-- Begin Data records --
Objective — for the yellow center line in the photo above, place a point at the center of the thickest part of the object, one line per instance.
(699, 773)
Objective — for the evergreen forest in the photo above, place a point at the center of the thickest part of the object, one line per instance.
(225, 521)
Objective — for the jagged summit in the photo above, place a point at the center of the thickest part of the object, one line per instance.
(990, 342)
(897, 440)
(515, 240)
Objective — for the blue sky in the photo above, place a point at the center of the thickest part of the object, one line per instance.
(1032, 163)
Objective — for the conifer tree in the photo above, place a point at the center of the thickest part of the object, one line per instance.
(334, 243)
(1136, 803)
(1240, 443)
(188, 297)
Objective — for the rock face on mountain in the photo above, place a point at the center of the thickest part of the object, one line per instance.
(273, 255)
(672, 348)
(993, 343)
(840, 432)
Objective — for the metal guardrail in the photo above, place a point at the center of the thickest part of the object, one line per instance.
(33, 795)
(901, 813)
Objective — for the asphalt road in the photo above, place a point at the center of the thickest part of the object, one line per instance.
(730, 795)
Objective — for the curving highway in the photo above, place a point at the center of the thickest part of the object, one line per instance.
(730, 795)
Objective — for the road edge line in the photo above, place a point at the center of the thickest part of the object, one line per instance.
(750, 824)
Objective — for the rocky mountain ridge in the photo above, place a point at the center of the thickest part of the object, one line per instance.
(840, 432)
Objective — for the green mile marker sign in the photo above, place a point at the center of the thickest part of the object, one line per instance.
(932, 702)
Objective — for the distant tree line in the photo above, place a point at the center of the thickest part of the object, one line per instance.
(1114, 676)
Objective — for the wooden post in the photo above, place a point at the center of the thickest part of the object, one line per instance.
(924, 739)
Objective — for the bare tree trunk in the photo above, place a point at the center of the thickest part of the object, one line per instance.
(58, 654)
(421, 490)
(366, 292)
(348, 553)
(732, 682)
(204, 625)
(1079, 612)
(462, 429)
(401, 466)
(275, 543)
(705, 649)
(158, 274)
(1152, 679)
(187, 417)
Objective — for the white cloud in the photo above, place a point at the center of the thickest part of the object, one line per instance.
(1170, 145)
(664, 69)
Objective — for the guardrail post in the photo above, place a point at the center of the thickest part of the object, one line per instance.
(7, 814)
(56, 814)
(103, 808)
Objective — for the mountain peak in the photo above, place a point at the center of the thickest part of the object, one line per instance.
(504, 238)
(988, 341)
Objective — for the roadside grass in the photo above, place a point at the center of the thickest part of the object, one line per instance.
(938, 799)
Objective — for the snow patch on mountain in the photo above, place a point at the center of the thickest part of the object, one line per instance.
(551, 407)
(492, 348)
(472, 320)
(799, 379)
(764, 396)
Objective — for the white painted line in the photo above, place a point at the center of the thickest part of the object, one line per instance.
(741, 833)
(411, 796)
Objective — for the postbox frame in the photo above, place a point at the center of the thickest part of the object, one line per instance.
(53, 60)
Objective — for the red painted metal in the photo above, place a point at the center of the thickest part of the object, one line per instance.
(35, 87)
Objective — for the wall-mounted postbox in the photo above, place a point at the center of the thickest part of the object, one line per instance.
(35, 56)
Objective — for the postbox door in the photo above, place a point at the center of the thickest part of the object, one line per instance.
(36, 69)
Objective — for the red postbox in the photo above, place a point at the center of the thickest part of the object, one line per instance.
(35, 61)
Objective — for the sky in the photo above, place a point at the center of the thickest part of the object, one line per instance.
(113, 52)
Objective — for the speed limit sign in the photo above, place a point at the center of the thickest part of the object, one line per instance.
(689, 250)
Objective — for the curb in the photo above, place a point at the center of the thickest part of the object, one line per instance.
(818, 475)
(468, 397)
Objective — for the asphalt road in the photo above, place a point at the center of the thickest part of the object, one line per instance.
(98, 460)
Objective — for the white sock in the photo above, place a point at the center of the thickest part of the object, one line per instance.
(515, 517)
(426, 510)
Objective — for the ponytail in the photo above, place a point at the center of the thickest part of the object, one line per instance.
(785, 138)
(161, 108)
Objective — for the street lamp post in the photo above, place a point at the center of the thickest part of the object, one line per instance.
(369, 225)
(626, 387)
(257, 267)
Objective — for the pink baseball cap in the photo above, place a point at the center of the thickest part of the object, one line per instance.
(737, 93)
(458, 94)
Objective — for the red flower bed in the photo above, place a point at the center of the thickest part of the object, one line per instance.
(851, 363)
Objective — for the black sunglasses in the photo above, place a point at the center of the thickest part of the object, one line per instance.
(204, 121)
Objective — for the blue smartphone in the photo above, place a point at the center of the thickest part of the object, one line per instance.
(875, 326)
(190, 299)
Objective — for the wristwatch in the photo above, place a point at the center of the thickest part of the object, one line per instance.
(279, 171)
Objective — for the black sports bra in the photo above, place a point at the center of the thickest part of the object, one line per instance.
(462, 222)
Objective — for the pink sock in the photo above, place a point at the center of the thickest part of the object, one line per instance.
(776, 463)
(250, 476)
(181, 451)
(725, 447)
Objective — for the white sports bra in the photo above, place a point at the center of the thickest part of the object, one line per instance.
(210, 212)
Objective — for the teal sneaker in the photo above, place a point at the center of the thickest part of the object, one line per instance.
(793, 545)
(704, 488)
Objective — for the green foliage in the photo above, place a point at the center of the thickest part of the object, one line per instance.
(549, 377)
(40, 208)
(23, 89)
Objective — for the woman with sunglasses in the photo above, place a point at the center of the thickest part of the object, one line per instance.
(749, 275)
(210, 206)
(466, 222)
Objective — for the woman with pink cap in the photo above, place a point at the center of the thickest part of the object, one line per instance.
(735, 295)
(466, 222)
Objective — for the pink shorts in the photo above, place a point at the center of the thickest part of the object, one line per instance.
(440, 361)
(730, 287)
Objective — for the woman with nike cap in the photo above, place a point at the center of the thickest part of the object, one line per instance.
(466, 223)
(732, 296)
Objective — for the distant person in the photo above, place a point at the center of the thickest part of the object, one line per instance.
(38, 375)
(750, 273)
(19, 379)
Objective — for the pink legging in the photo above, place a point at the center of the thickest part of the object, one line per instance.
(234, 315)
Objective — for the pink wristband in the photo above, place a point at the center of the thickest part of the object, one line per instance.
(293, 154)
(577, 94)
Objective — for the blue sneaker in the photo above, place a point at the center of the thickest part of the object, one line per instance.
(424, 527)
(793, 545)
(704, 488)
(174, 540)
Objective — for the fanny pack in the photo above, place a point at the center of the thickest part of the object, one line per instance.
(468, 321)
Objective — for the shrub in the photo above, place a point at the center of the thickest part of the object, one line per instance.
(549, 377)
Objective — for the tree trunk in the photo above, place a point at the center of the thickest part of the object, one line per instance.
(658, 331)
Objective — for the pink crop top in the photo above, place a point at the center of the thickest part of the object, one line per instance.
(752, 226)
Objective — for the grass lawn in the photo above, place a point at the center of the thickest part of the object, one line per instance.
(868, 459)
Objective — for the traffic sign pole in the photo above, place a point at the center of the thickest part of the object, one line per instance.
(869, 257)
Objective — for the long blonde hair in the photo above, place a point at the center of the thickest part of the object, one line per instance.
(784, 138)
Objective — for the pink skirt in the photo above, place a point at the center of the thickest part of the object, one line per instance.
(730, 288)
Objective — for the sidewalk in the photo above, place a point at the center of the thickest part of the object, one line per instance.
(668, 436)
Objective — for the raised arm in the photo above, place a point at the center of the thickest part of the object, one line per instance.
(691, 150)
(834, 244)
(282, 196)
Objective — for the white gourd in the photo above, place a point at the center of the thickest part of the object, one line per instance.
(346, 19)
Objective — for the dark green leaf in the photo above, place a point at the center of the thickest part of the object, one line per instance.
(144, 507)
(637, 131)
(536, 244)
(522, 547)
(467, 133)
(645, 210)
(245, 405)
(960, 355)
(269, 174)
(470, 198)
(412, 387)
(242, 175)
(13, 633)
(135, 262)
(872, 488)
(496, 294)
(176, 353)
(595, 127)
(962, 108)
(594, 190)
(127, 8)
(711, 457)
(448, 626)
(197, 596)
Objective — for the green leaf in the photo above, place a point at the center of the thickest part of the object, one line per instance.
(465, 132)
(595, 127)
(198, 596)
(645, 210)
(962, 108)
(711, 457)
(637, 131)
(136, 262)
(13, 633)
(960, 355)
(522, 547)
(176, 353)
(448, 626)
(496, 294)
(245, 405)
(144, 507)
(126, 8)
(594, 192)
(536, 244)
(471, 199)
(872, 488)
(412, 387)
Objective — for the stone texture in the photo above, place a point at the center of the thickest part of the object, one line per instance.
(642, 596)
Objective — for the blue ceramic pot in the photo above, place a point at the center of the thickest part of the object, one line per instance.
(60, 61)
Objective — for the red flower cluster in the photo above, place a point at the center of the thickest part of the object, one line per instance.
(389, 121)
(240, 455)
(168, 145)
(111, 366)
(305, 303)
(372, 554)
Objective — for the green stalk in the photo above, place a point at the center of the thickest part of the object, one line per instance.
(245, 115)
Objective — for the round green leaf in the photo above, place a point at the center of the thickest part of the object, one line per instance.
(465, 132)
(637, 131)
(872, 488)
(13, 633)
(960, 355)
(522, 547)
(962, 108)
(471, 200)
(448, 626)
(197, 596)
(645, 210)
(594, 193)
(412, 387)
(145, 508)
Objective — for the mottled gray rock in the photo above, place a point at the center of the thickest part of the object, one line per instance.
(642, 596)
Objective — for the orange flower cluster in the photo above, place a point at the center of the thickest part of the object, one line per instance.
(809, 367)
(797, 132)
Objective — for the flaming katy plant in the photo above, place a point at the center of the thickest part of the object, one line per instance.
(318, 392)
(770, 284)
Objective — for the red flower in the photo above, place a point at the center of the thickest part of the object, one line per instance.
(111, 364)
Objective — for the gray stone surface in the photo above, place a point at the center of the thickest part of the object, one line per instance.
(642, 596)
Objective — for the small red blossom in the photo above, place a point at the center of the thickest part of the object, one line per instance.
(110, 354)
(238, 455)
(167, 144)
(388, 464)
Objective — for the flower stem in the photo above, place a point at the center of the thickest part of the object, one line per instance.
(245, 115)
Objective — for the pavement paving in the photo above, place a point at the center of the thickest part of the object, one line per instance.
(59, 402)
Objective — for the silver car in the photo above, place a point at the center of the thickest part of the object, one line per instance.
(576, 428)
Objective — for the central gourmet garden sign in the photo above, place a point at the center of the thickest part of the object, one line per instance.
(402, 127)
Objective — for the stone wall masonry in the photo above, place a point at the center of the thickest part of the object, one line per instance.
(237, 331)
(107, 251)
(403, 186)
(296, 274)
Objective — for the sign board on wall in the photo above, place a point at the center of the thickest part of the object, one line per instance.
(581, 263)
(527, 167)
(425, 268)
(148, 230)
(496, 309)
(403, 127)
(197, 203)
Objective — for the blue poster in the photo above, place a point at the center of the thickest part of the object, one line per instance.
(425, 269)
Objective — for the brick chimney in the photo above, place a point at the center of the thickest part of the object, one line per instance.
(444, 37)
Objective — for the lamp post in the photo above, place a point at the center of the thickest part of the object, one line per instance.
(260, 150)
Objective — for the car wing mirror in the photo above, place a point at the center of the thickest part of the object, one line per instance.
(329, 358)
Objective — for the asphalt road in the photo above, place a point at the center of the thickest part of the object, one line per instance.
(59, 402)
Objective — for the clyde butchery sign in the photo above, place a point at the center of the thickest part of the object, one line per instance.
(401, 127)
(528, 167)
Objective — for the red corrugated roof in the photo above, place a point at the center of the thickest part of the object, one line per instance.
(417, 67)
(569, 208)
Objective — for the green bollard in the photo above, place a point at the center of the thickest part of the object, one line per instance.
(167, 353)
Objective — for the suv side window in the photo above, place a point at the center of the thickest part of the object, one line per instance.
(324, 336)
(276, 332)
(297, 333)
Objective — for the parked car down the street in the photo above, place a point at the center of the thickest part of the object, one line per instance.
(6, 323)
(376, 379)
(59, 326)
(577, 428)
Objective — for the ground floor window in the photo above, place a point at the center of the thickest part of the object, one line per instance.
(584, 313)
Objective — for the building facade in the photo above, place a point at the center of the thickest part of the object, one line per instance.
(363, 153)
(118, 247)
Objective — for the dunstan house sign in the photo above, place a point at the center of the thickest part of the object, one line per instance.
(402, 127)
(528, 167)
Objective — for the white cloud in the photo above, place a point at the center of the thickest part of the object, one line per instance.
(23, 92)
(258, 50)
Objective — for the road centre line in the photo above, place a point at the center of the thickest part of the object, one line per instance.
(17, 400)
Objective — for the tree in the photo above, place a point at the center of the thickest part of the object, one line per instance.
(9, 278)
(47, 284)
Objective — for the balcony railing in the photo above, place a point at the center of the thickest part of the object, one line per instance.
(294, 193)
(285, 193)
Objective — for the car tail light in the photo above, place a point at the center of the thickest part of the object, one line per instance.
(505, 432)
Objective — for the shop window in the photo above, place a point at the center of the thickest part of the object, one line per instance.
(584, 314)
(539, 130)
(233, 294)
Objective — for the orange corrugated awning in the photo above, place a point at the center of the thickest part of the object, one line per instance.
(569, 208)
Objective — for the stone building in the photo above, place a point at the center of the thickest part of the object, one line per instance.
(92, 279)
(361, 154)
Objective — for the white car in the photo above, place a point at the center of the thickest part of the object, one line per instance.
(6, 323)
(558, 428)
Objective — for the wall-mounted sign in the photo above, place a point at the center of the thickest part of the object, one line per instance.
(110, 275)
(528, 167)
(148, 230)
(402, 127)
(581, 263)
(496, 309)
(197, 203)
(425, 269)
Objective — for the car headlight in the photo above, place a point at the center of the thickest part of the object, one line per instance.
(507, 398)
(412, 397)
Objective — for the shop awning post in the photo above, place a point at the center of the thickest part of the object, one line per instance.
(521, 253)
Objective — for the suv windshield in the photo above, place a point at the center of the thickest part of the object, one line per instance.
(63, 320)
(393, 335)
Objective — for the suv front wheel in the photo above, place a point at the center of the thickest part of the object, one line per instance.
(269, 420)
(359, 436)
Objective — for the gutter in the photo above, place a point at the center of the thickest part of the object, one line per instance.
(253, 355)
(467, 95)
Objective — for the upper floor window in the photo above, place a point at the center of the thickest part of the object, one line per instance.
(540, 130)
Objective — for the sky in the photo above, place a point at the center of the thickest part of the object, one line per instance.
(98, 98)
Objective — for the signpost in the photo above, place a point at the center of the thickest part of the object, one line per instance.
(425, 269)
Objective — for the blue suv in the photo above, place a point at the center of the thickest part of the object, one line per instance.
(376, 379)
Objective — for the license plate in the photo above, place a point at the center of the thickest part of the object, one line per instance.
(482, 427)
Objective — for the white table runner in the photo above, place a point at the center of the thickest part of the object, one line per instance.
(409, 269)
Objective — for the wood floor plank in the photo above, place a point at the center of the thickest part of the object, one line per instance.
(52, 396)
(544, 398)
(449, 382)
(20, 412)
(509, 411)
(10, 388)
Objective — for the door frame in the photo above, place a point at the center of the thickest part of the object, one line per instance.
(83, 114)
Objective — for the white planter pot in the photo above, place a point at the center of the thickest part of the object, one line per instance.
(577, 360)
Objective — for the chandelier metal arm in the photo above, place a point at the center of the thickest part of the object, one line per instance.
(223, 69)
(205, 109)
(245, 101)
-- End Data records --
#### [Requirements]
Set out exactly the run of lines that begins at the line holding "Objective — for the wood floor" and ends at the last line of the data.

#### [Completed task]
Objective — for the wood floor plank in the photo above, place a point at the center of the thickest part of the object, one line per instance.
(52, 396)
(544, 398)
(449, 382)
(20, 412)
(509, 411)
(10, 388)
Objective — for the door frame in the photo above, place a point at the center of the thickest part of the object, one line per instance.
(83, 114)
Objective — for the white planter pot in the photo above, place a point at the center of the thickest part of the object, one line per instance.
(577, 360)
Objective — for the chandelier metal arm in the photo above, place a point at the center of the thickest part of the object, one line per instance.
(223, 69)
(205, 109)
(245, 101)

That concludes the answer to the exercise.